- _Written request 1_:
List every line of the records that contains the string "cracker".

It’s about the availability of resources – just like in SimCity, the urban planner has choices about what they can do – Do I have land? Do I have transport links? Do I have money? What’s most important? In both cases, there’s a river – a vital resource for most of the world’s great cities (New York has the Hudson, Rome has the Tiber, London the Thames, Paris the Seine…). So, building near to this really important asset is essential – nature is the best builder after all. Just as with the expansion of London to the south of the Thames, Kolkata had the option to expand into new territory on the opposite bank and could then plan for this. In the case of Shanghai, they clearly had built-up areas on both sides of their river, meaning a choice was needed on whether to bulldoze and replace. This is what they went with.

Why this is important

Is the project planned or under-planned? Note: very little is totally unplanned!

No one goes into any building project with no plan – they’re always building something. They can be qualified for this and have the right tools, they can consult others and try to make something that fits into the surrounding area’s plans – or they can just put up their building not knowing about utilities, the type of ground (Pisa, we’re looking at you) and hope for the best.

Let’s bring it a little closer to Solidatus’ UK HQ in London and the Thames.

This river was once much wider than it is now (four times wider, as it happens), and when London needed to expand, it exploited this space, most recently to create room for underground tube lines and sewerage (both in the 1860s and again in the 2020s). Below are a couple of images giving you an idea of the construction projects where the cut-and-cover techniques were used to expand the Victoria Embankment, first for the removal of waste – thank you, Joseph Bazalgette – and then for the commuting public. We have a new(ish) road above it as a result, and the north side of the river is that bit bigger.

embankment

Above: historical view of the Victoria Embankment on London’s River Thames in the UK

planks

Above: detail of historical cut-and-cover work on the Victoria Embankment

shed

Above: further historical construction work in London

In the planned city, it’s easier to see how to add in utilities, and how to modify things to bring in new systems. One side of Kolkata will be easier to modernize than the other. Shanghai was built with a modern plan and these things in mind.

London certainly wasn’t built like this. It is a city built on a city built on a city approaching the end of its second millennium. That is why it is so expensive and increasingly impossible to add in new facilities, as the environment is so difficult to upgrade.

Cities as enterprises

Let’s bring this back to the ground and think of a large enterprise as a city. It has buildings, utilities, people etc… It has systems and controls, it has legacy and aspiration to modernize. Like London it has archaeology, and decisions made decades (or longer) ago have created the foundations upon which to build the new. Like London, it wants to be modern and be able to use the latest and greatest of everything. Fitting it all together is going to determine whether it will be a successful company that can trusted and governed, indeed whether it can even survive.

We can see how decisions such as the height and width of tunnels determine the dimensions of a London tube train.

So it is with the size of data centres, the choice of technology, and the network connections and locations in an enterprise.

Bringing it back to data

As we know, how we connect everything in an organization is most aptly modelled by lineage. This is best used in the first instance as a planning tool by providing an understanding of how elements are related and how they make the system work. This information helps inform decisions about the architecture, processes, and systems needed to support the data.

- _Supplied material_:

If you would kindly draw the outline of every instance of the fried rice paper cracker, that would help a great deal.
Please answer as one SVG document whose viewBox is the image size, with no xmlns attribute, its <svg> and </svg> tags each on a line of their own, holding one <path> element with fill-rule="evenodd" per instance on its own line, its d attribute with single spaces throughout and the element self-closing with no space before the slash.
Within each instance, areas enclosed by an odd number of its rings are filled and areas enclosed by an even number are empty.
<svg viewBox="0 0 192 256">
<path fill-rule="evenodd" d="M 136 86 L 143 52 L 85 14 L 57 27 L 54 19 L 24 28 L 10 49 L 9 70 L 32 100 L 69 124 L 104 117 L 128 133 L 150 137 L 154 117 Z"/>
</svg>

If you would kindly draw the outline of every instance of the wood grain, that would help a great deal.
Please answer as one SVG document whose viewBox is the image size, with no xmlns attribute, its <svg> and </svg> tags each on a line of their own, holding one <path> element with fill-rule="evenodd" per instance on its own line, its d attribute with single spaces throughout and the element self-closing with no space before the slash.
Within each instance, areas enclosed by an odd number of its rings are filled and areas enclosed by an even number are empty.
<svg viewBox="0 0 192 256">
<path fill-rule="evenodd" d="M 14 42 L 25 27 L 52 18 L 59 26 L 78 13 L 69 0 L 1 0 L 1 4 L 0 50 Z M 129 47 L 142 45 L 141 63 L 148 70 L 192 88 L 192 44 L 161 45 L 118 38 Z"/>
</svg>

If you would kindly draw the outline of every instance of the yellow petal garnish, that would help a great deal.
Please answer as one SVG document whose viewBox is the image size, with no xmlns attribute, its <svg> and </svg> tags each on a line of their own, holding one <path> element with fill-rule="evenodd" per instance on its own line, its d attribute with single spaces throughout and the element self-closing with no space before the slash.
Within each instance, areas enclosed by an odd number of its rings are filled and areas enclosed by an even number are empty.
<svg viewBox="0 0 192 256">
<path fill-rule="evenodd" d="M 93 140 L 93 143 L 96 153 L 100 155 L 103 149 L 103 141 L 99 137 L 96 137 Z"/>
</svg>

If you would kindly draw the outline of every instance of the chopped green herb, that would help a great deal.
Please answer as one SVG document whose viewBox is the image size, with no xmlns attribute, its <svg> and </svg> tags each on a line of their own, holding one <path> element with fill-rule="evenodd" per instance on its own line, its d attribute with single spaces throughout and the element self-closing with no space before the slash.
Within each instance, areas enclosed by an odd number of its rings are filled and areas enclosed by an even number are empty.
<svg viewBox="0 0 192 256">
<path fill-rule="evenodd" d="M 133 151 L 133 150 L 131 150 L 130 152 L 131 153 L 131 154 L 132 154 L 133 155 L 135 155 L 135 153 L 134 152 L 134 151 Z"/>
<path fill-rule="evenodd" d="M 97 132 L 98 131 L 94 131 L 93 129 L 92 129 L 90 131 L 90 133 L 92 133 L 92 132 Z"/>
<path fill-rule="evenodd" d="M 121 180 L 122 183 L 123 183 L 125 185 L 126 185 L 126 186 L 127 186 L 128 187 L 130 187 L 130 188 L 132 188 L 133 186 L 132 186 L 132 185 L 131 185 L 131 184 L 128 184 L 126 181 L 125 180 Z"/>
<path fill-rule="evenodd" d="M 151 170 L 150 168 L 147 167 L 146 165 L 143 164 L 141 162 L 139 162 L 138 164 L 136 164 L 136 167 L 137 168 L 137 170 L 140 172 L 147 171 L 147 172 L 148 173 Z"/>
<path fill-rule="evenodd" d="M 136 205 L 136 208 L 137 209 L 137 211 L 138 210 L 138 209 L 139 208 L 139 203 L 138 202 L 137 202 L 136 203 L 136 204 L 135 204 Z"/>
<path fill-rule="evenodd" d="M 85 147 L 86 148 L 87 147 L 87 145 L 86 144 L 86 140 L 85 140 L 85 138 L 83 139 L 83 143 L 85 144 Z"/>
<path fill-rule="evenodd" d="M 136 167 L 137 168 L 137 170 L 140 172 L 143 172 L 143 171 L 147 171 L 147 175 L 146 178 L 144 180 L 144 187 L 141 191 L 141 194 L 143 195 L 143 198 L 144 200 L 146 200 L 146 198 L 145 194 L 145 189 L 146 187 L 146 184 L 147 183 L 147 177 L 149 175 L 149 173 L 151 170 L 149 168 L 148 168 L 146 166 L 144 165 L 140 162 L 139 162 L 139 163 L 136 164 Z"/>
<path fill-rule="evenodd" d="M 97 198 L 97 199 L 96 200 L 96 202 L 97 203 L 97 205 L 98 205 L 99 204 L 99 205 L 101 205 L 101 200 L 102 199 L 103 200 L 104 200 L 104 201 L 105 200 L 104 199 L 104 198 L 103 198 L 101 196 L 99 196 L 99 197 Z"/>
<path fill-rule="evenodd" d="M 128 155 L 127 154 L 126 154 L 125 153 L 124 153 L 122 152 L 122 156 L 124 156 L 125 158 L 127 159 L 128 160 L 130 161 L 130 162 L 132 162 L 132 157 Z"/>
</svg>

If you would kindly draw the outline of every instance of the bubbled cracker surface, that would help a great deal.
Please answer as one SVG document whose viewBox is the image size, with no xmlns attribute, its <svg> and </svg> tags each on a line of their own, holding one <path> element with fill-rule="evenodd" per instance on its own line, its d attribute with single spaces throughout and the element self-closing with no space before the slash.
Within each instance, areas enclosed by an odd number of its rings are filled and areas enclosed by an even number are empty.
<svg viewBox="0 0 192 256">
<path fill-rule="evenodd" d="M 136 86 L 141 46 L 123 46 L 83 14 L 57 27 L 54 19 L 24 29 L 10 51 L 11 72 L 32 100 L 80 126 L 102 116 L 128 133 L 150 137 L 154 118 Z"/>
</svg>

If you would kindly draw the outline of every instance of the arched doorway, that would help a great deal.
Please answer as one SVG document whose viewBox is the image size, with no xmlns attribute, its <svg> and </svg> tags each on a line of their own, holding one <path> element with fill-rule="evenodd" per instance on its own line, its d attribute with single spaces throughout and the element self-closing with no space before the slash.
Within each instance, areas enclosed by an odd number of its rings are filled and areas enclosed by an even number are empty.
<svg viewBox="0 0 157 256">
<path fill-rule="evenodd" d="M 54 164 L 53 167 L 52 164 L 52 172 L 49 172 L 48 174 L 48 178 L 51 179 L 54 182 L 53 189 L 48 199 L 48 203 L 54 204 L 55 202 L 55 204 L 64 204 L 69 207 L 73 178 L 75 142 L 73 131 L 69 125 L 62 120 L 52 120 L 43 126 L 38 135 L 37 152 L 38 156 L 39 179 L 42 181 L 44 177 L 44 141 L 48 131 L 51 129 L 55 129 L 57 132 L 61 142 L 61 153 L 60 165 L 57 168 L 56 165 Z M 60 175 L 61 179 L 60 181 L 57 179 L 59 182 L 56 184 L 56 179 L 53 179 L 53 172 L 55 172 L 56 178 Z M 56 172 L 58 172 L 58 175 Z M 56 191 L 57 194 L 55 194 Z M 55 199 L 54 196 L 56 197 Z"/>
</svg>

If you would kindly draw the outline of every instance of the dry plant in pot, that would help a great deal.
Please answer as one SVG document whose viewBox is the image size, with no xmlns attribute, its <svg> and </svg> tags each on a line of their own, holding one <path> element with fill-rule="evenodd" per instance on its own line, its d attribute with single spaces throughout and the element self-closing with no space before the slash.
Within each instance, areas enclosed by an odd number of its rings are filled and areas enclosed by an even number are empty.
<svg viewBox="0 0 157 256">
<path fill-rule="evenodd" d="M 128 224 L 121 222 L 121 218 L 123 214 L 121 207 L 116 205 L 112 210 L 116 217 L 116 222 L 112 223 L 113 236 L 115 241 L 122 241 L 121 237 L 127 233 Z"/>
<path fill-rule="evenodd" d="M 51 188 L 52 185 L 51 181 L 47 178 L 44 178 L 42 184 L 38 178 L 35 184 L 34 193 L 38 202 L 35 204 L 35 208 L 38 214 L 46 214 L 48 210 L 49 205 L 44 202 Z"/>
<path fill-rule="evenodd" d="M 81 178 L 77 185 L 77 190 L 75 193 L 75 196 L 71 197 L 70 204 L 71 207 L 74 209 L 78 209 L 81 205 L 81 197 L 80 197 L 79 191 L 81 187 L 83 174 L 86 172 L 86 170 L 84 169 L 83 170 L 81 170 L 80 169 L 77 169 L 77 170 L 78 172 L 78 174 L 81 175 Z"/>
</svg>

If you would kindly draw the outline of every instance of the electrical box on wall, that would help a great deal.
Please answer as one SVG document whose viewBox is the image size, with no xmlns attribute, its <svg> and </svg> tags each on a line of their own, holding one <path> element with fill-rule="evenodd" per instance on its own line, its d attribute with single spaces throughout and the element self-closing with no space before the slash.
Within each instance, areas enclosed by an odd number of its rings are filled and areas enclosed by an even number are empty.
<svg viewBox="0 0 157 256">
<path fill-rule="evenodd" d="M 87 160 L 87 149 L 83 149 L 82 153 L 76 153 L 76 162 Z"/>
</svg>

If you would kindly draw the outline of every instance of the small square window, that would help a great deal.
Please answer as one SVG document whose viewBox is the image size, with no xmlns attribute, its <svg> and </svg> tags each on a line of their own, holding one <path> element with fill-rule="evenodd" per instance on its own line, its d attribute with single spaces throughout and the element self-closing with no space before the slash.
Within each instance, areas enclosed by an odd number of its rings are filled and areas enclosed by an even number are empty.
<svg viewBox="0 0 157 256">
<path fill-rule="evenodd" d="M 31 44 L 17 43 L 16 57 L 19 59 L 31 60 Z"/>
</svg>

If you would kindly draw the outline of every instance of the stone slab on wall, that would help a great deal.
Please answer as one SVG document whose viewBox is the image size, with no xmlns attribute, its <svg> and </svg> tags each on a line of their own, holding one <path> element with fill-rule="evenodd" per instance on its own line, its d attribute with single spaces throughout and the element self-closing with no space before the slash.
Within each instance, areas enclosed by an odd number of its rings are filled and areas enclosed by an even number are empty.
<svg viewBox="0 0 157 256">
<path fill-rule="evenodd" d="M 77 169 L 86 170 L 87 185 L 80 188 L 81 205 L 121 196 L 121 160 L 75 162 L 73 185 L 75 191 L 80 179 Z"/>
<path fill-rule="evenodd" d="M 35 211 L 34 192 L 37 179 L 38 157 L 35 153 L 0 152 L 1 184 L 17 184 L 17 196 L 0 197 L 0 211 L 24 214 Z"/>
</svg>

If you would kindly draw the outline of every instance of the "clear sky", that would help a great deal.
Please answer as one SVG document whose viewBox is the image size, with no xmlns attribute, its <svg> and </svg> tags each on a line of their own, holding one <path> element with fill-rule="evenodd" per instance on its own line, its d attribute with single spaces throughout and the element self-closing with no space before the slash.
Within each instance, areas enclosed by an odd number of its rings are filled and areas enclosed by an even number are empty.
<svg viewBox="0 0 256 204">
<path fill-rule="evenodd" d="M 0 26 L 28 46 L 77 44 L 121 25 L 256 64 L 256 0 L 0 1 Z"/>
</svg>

- _Written request 2_:
According to the text on cities and data lineage, how much wider was the Thames once than it is now?

- _Full answer 1_:
If you would kindly draw the outline of every instance of the fried rice paper cracker, that would help a great deal.
If you would kindly draw the outline of every instance of the bubbled cracker surface, that would help a great deal.

- _Full answer 2_:
Four times wider.